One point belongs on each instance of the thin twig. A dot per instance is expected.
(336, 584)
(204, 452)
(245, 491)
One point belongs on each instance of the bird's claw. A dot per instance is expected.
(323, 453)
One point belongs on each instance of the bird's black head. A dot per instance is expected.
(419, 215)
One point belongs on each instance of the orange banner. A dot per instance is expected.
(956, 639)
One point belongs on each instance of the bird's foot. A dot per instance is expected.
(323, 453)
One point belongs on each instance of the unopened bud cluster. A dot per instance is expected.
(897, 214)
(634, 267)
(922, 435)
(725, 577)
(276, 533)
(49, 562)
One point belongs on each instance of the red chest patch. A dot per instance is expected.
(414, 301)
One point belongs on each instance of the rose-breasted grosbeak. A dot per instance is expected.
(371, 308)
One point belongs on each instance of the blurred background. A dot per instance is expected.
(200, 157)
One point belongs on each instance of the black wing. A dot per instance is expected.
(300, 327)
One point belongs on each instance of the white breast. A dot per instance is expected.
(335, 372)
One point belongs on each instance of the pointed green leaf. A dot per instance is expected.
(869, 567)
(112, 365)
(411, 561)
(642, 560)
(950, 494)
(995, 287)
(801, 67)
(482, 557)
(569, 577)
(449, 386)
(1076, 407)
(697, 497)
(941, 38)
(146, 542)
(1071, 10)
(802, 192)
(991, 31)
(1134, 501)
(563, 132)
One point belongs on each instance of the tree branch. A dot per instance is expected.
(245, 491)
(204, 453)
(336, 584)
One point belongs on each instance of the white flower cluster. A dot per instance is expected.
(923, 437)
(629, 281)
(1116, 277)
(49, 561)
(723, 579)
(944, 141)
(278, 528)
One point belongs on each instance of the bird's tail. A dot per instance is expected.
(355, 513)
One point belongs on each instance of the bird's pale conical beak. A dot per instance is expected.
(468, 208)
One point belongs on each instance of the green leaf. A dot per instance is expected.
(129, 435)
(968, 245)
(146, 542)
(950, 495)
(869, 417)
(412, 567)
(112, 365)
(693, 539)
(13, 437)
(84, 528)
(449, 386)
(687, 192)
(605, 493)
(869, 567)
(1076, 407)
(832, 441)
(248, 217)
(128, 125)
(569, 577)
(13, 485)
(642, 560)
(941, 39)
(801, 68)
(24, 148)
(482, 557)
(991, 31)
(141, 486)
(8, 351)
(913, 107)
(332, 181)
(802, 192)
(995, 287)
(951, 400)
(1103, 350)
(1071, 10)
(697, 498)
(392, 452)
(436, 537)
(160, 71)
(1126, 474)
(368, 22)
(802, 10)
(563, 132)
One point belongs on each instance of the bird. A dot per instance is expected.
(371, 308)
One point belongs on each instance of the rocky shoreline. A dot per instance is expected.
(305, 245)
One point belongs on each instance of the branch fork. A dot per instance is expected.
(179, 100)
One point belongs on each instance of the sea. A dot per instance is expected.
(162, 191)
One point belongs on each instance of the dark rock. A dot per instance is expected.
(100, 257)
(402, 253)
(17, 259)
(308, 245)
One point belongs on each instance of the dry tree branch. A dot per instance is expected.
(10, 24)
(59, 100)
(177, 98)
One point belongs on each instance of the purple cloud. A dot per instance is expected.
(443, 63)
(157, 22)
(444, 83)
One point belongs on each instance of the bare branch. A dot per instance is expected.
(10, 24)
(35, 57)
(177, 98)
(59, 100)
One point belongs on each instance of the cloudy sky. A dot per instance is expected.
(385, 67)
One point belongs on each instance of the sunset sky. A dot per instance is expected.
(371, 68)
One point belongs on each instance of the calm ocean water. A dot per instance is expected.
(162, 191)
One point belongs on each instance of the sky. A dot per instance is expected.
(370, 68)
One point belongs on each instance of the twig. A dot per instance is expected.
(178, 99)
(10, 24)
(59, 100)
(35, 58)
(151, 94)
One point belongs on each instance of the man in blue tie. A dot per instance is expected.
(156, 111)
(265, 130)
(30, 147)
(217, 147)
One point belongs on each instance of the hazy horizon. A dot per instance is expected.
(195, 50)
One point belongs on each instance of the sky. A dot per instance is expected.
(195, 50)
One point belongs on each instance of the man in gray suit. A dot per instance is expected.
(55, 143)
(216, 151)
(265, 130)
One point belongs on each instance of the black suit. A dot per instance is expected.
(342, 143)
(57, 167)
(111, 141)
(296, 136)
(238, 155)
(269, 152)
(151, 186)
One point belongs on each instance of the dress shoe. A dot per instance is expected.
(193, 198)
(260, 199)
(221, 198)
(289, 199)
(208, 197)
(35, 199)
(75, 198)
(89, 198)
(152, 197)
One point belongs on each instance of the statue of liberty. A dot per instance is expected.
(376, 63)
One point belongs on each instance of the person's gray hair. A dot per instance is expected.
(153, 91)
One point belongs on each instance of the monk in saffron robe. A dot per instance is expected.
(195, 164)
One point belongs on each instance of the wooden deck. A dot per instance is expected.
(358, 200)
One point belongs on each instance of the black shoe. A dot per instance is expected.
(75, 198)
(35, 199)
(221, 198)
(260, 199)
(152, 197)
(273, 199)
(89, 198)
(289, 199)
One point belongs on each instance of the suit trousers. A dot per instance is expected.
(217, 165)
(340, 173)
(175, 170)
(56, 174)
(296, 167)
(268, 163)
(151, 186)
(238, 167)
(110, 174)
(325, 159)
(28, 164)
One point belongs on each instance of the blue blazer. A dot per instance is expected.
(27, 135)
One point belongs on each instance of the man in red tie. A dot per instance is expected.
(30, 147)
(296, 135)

· · · · · · ·

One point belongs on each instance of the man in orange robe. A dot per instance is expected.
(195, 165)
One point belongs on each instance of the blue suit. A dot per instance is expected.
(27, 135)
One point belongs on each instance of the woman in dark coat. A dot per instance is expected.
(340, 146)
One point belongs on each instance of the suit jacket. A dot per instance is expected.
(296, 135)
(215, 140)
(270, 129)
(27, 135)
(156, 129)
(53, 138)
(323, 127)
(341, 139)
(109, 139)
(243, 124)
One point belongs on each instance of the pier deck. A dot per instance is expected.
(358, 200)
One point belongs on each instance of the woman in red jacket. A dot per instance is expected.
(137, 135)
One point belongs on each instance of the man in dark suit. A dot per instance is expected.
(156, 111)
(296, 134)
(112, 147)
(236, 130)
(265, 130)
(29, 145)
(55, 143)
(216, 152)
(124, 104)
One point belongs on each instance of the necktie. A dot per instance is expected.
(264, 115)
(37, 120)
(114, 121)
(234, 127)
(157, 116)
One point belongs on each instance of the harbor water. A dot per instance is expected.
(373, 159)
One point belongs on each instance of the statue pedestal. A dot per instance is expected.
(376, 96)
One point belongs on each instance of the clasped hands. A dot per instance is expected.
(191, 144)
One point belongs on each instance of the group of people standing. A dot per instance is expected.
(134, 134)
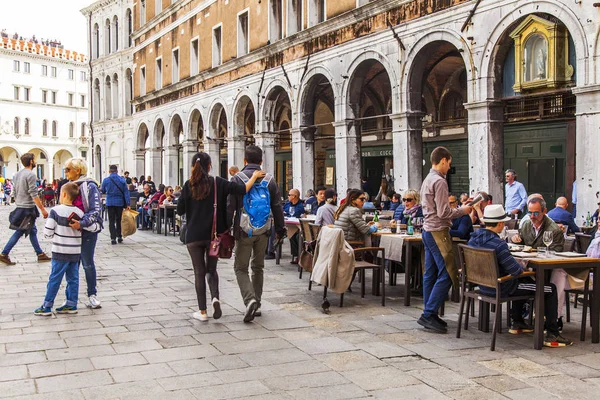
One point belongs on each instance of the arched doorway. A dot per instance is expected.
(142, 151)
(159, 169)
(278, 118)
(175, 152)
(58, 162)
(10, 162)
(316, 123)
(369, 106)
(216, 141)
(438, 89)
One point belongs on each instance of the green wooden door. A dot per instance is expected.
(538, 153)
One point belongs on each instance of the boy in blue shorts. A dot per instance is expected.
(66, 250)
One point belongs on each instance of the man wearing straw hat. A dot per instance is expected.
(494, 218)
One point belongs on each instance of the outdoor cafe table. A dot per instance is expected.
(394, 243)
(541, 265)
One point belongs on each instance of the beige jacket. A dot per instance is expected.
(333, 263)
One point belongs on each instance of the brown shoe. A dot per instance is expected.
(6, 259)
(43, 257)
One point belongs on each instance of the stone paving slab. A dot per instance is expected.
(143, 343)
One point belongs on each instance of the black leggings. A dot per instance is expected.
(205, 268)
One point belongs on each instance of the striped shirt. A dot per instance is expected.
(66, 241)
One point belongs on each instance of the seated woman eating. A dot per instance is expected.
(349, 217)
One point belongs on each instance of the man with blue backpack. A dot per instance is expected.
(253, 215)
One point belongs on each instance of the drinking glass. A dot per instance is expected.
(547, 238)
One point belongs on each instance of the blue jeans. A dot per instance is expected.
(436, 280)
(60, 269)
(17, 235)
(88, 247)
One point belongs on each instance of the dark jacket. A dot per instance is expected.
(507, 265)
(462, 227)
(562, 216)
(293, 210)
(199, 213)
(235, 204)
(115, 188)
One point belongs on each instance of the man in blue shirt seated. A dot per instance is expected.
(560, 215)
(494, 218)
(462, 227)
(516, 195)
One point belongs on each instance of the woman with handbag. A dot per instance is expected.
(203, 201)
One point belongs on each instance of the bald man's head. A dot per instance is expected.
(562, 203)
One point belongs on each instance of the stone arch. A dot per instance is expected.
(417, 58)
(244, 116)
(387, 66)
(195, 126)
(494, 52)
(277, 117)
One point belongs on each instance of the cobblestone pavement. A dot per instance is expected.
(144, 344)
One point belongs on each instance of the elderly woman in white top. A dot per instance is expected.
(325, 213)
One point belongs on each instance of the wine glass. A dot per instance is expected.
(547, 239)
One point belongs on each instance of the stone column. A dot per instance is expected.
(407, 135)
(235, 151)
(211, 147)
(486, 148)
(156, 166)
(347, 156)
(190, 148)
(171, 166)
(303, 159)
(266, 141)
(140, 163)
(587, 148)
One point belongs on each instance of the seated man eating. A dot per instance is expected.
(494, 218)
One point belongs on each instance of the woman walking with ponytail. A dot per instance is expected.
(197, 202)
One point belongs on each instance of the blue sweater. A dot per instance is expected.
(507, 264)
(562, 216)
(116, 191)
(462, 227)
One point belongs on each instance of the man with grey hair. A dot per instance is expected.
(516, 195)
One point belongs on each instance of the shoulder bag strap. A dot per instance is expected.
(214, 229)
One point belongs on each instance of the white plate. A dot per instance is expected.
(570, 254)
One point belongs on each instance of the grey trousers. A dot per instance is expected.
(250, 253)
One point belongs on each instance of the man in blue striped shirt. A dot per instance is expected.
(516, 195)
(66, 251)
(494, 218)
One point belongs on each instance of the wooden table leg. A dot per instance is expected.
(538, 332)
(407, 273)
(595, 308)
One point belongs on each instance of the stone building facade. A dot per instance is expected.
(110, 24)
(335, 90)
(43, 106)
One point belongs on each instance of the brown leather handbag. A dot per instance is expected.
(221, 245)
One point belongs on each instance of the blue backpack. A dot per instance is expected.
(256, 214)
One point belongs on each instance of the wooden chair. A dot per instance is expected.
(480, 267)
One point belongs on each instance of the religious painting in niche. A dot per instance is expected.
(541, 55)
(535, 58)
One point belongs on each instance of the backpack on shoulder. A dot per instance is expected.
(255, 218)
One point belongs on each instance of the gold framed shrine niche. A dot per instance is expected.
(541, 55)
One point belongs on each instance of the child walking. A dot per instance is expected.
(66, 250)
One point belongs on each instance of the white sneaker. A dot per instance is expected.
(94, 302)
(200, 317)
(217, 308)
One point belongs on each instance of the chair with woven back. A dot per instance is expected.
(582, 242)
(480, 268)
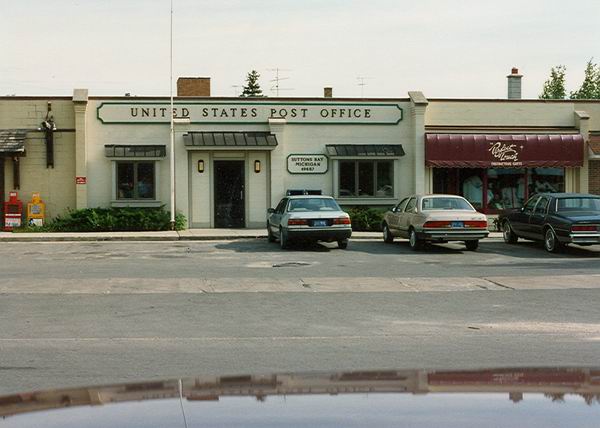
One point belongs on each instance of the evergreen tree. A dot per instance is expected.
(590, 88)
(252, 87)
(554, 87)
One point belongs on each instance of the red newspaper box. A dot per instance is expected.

· · · · · · ·

DIRECTIONS -> Would you set down only the lines above from the line with "One point belongs on each instance of the stone building" to the line with "One point belongs on each instance of the red newspaper", both included, exactly as they stand and without the pictures?

EXERCISE RESULT ->
One point belongs on each instance of the stone building facade. A dot per instance is expected.
(110, 24)
(335, 90)
(43, 106)
One point belongs on each instance of the brown leather handbag. A dot per instance is expected.
(221, 245)
One point belongs on each instance of the blue backpack. A dot per instance is expected.
(256, 214)
One point belongs on each instance of the wooden chair. A dot per instance is expected.
(480, 267)
One point belongs on each instance of the religious painting in niche. A dot per instance is expected.
(541, 55)
(535, 58)
One point belongs on each instance of the backpack on shoulder. A dot per instance is expected.
(255, 218)
One point belongs on each instance of the gold framed shrine niche. A dot per instance is expected.
(541, 55)
One point belongs on each instance of the child walking. A dot per instance is expected.
(66, 250)
One point belongs on each instance of the white sneaker. A dot per instance is expected.
(94, 302)
(200, 317)
(217, 308)
One point belongs on each instance of the chair with woven back. A dot per instance is expected.
(582, 242)
(480, 268)
One point belongs on each instance of the evergreen tree. A dot per instance is expected.
(590, 88)
(252, 87)
(554, 87)
One point belongs on each instance of the red newspaper box. A dot per instance is expected.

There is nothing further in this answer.